* INSTRUCTION
Switch every "marker" in the entries below to "dot" and write the entries out again, leaving everything else unchanged.

* RECORDS TO USE
--------------------------------

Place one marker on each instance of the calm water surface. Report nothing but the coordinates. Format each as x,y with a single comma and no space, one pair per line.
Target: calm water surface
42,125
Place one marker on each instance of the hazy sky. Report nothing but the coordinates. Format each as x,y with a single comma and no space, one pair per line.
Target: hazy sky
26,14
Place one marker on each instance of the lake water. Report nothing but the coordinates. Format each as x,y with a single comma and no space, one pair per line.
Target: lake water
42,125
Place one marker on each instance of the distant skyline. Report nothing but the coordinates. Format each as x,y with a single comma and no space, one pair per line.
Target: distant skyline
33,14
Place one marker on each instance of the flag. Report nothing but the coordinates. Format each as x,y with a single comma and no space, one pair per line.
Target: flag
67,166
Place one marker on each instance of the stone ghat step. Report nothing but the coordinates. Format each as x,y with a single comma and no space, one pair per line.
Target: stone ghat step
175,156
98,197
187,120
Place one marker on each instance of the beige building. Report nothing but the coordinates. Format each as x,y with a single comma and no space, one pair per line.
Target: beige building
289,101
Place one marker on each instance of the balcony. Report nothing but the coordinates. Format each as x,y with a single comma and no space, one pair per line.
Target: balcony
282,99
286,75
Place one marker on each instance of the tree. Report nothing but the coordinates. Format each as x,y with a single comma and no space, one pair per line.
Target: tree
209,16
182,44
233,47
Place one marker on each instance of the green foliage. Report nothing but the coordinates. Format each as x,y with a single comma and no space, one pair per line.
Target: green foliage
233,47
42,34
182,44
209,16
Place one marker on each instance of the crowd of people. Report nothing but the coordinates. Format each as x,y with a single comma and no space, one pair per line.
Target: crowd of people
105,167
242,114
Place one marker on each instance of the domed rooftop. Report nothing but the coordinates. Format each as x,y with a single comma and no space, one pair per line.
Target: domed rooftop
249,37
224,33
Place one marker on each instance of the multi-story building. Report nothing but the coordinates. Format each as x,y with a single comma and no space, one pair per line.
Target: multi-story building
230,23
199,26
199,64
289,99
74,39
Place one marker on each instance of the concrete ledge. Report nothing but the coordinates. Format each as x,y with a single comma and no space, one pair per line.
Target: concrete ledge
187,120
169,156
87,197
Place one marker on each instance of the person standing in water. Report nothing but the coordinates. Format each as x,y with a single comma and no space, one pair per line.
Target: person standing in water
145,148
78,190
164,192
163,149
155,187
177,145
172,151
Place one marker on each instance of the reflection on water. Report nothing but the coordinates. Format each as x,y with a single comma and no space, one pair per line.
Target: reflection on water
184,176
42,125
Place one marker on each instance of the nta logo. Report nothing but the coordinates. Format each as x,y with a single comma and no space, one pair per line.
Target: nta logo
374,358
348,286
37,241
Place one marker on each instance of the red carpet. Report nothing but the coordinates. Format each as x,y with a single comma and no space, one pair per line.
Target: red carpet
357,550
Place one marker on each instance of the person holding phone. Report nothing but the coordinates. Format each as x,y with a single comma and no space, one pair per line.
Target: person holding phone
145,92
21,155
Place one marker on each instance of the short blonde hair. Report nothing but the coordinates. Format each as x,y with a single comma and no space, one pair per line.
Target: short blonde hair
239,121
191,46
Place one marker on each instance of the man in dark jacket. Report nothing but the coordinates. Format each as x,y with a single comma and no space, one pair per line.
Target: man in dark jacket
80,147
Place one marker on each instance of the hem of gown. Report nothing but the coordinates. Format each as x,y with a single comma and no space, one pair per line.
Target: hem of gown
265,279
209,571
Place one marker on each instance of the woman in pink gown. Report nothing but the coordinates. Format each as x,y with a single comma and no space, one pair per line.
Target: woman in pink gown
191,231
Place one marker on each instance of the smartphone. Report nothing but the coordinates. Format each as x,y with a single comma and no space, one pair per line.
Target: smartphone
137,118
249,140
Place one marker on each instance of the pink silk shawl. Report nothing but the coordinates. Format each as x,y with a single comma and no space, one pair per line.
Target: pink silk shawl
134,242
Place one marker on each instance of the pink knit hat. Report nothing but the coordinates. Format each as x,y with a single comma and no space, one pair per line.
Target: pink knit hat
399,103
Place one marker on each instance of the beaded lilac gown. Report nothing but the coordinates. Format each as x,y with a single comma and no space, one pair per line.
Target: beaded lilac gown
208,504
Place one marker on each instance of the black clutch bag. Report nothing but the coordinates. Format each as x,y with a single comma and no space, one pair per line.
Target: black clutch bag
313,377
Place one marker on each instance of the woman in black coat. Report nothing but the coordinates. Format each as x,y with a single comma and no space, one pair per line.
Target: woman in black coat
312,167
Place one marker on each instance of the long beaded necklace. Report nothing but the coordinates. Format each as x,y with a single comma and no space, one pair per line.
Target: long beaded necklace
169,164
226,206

--------------------------------

* FULL ANSWER
Place one dot on each instance of the calm water surface. Report nothing but the coordinates. Format each as x,y with a single comma and no space, one pair per line.
Target: calm water surface
42,125
Place one dot on each instance of the hazy sky. Report nothing but the coordinates. Format each as x,y with a single comma and no space, one pair per line.
Target: hazy sky
26,14
Place one dot on each instance of the lake water. Report nothing but the coordinates. Format each as x,y with a single comma and no space, one pair per line.
Target: lake water
42,125
Place one dot on each instance of the distant skyline. Report nothing but the coordinates. Format each as x,y with a single comma and no space, one pair per line.
Target: distant skyline
33,14
Place one dot on each instance of the flag. Report nothing but the coordinates. Format each as x,y with a single comma and no space, one pair per line.
Target: flag
67,166
Place one dot on each instance of the stone ghat step. Report nothing but the coordinates. Format each as x,y with a single comma and no space, one pair per line.
Target: stone ghat step
175,156
98,197
187,120
Place one dot on each instance of the beige building. Report nothing but the coordinates. Format each as x,y with a single comma and no space, one pair per line.
Target: beige building
289,101
Place one dot on each instance of the balcony. Report nothing but the coordinates. Format each as x,y with a single comma and no space, one pair per line.
Target: balcony
282,99
286,75
Place one dot on each instance of the tree. Report nothing but the coordinates. Format each as x,y with a single comma and no space, one pair per line.
Target: tree
209,16
182,44
233,47
Place one dot on each instance of the green foliage. Report nothing but the coordinates. Format each as x,y with a single comma and no space, one pair per line.
Target: green foliage
233,47
42,34
182,44
209,16
Place one dot on each instance of the crowd of people. Report nothing but the coordinates. Format each as x,y with a single comma and no space, one pair per line.
Target: crowd of people
105,167
242,114
Place one dot on each instance of the domed rooftop. Report nothing but the coordinates. Format each as x,y with a single comma and no space, one pair per line.
Target: domed rooftop
249,37
224,33
Place one dot on each instance of the multi-story building. Report nothing but the coordinates. Format each as x,y with a single comma and no space, one pair per line.
Target: multi-story building
230,23
199,26
199,64
289,99
74,39
Place one dot on each instance of the concrete ledge. Report nothing but the coordinates. Format each as x,y with a single comma and no space, one pair per line.
Target: concrete ledge
187,120
169,156
87,197
Place one dot on each instance of the person standing in water. Report nothing but the coordinates. Format each as x,y with a single comma and no space, one pair per line.
Target: person standing in water
145,148
78,190
164,192
163,149
155,187
177,145
172,151
Place one dot on each instance of the reflection on water. Report nothing but the coordinates. Format each as x,y with a single comma and no space, one pair per line.
Target: reflection on water
184,176
42,125
Place one dot on each instance of the nta logo. Report nothing but the coordinates. Format each as x,y with a single comma and no space, one pair per line.
Target: nta logo
374,358
348,286
37,241
Place one dot on each instance of the red carpet. Report nothing but the coordinates. Format each as x,y with a single comma and no space, one pair per line.
Target: red carpet
357,550
Place one dot on each instance of the person holding phone. Report nothing but the coordinates. Format each as x,y with a single comma and no space, one pair per line.
Target: person holding phone
145,92
21,155
Place one dot on each instance of the short blonde hair. Report nothing but the coordinates. Format each as x,y with a single comma and no space, one pair per line.
Target: short blonde hair
239,121
191,46
Place one dot on each instance of the man in dark jacket. Report nothing but the coordinates. Format each as x,y with a single comma and no space, one pair per line.
Target: man in dark jacket
80,147
Place one dot on each instance of the hem of gown. Report nothing but the coordinates. Format each as x,y with a single comma and no space, one pair per line.
Target: hem of gown
265,279
209,571
Place one dot on each instance of the woman in pink gown. Report nothing but the coordinates. Format each as x,y with a single comma and no space, one pair per line.
Target: woman in pink gown
191,231
Place one dot on each instance of the smartphone. Report nothing but the coordinates. Format each as x,y with a single comma and no space, one pair per line.
Target: smartphone
137,118
249,140
Place one dot on each instance of the pink silk shawl. Report nothing but the coordinates. Format each as x,y with a single comma and no space, one pair per line.
Target: pink silk shawl
134,242
Place one dot on each instance of the pink knit hat. Report nothing but the coordinates. Format each as x,y with a single comma and no space, one pair per line.
Target: pink knit hat
399,103
Place one dot on each instance of the beaded lilac gown. Report nothing but the coordinates. Format each as x,y with a single comma and no space, one pair per line.
Target: beaded lilac gown
208,504
Place one dot on each instance of the black clutch bag. Report nothing but the coordinates. Format each as x,y with a single comma and no space, one pair per line.
Target: black clutch bag
313,377
Place one dot on each instance of the woman in black coat. Report nothing but the coordinates. Format each as x,y with a single comma and no space, one pair per line.
Target: woman in black coat
312,167
Place one dot on each instance of the long beaded necklace. Report nothing but the coordinates. Format each as x,y with a single comma and no space, one pair per line.
Target: long beaded necklace
169,164
226,206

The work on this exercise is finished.